When you respond, restate each record exactly as it is given.

◆ ◆ ◆ ◆

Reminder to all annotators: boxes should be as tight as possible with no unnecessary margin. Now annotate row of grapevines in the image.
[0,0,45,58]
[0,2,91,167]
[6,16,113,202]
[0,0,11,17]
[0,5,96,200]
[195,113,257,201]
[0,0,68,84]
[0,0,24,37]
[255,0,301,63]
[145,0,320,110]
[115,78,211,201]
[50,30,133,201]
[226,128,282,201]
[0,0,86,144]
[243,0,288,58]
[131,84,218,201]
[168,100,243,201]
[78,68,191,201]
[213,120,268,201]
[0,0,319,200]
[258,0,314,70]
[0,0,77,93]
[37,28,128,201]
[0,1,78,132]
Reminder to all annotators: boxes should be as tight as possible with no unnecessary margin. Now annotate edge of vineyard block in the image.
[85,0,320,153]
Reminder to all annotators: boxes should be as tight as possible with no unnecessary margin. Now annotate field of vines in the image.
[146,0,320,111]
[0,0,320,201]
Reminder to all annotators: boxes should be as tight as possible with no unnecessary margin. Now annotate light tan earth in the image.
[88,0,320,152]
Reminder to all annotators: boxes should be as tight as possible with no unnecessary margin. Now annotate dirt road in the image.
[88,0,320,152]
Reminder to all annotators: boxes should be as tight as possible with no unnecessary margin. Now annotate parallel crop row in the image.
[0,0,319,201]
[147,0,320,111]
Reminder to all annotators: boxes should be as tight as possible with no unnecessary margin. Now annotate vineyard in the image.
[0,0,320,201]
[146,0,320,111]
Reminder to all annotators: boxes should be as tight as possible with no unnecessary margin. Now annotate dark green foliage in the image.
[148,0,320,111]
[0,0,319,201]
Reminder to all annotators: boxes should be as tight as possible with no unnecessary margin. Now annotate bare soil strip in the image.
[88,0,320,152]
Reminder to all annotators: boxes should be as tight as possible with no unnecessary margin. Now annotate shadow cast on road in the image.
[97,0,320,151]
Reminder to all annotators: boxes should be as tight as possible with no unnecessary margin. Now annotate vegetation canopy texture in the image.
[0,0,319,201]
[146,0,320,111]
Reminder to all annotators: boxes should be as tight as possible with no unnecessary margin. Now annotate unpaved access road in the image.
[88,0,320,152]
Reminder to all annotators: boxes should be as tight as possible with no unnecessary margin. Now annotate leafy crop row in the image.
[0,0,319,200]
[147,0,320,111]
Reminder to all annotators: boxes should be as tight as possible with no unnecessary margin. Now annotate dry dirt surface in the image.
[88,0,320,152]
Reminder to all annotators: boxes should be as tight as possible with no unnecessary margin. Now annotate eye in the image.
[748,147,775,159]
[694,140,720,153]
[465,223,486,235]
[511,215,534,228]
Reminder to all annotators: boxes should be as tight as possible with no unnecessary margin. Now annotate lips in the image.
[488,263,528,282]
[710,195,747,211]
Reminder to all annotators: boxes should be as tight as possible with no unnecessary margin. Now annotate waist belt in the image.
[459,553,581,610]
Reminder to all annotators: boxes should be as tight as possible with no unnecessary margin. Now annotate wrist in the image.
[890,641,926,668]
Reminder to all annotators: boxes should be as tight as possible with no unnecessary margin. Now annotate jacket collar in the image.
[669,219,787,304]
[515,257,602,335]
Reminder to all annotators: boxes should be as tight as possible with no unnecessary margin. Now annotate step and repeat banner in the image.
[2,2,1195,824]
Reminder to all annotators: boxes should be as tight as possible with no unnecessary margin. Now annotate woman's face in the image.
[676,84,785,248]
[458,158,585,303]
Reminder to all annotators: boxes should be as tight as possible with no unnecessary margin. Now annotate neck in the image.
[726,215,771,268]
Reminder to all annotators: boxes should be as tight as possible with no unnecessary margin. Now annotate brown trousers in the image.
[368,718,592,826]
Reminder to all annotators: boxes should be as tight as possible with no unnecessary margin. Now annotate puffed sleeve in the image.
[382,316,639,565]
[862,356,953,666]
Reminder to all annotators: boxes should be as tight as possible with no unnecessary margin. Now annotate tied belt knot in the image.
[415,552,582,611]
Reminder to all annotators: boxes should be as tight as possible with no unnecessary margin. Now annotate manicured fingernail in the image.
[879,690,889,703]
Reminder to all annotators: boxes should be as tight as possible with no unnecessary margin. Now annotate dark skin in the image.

◆ ◆ ◆ ◆

▶ _ANSWER FOR THIS EXERCISE_:
Reminder to all annotators: boxes should be as tight as possible with no unnecessary margin. Now annotate row of grapevines in the image.
[0,0,45,58]
[0,2,91,167]
[6,16,113,202]
[0,0,11,17]
[0,5,96,200]
[195,113,257,201]
[0,0,68,84]
[0,0,24,37]
[255,0,301,63]
[145,0,320,110]
[115,78,211,201]
[50,30,133,201]
[226,128,282,201]
[0,0,86,144]
[243,0,288,58]
[131,84,218,201]
[168,100,243,201]
[78,68,191,201]
[213,120,268,201]
[0,0,319,200]
[258,0,314,70]
[0,0,77,93]
[37,28,128,201]
[0,1,78,132]
Reminder to all annotators: boxes should be as tight as possible with no unnecessary margin. Now annotate edge of vineyard block in the image.
[85,0,320,153]
Reminder to all annotators: boxes should be as tight as possible with no unnecessary margin. Now annotate field of vines in the image.
[146,0,320,111]
[0,0,320,201]
Reminder to all annotators: boxes should be as tight as possible with no unnecessary margin. Now annotate light tan earth in the image.
[88,0,320,152]
Reminder to all annotators: boxes should be as tight as possible with no unnecessary margin. Now annotate dirt road in the image.
[88,0,320,152]
Reminder to all annotators: boxes should be as tight as possible with no unnecessary margin. Now annotate parallel crop row in the image.
[0,0,319,201]
[147,0,320,111]
Reminder to all annotators: boxes should be as tight as possible with no unnecessary margin. Now annotate vineyard in the image.
[0,0,320,201]
[146,0,320,111]
Reminder to all annotators: boxes should be as tight as possible with no unnecessary margin. Now annotate dark green foliage in the image.
[148,0,320,111]
[0,0,319,201]
Reminder to all annotators: boxes should be as tight as possible with no unnecessary margin. Now annotate bare soil strip in the image.
[88,0,320,152]
Reminder to all annotators: boxes should be as tight as possible with no unnecessary margin. Now annotate shadow cast on road in the image.
[97,0,320,151]
Reminder to all annotators: boxes should be as tight as possible with no unnecessary margin. Now annotate vegetation canopy texture in the image.
[0,0,319,201]
[146,0,320,111]
Reminder to all annotators: boxes should be as tight as possible with no unnecessary margin. Now annotate unpaved access road in the image.
[88,0,320,152]
Reminder to all annotators: boxes should be as tight as possible with no unnecessary margin. Now annotate leafy crop row in the image.
[0,0,319,200]
[147,0,320,111]
Reminder to all annotators: boxes should be as tight as possible with no unnecessary margin. Now annotate dry dirt surface in the image.
[88,0,320,152]
Reminder to all annotators: boxes should be as tight as possible with no unnecessary margin. Now annotate eye in the image.
[748,147,775,159]
[694,140,720,153]
[465,223,486,235]
[511,215,534,228]
Reminder to all annotators: boxes should be as tight as possible with no unnecessary margin. Now annotate lips in the image.
[488,263,528,282]
[710,195,747,211]
Reminder to all annotators: boxes should be as tight as possible with no unnecessary margin. Now annotate waist belt in the image.
[459,553,581,610]
Reminder to all annotators: boxes should be as tight as possible with no unnecessary margin. Now annotate wrist in the image.
[890,641,926,668]
Reminder to all annotators: boxes should be as tight as possible with no unnecessary margin. Now annotate jacket collar in the image.
[669,219,787,304]
[515,257,602,335]
Reminder to all annotators: boxes should be as tight as possible with no unnecessary margin. Now annotate step and repeat banner in the image.
[2,2,1195,824]
Reminder to all annotators: boxes should be as tight as possible with no unnecessary margin. Now annotate woman's face in the image.
[676,84,785,248]
[458,158,585,303]
Reminder to all annotators: boxes should be as tight as possible with no unnecessary margin. Now annotate neck in the image.
[726,215,771,268]
Reminder to all annotators: boxes should be as tight as possible with no unnecessary margin. Now annotate brown trousers in the image.
[368,718,592,826]
Reminder to all annotators: boxes should be as tight as possible with no unnecessary margin. Now annotate puffed sleeve in the image.
[382,316,639,565]
[862,356,953,666]
Reminder to all annotators: boxes should be as tight as possible with no unnecessary margin. Now annotate tied belt knot in the image.
[415,552,582,611]
Reminder to all annotators: boxes should be as tight as possible with no unnecessary margin. Now annotate manicured fingernail in the image.
[879,690,889,703]
Reminder to all annotators: boxes should be as tight as possible with no unnecessary margin. Now annotate dark skin in the image.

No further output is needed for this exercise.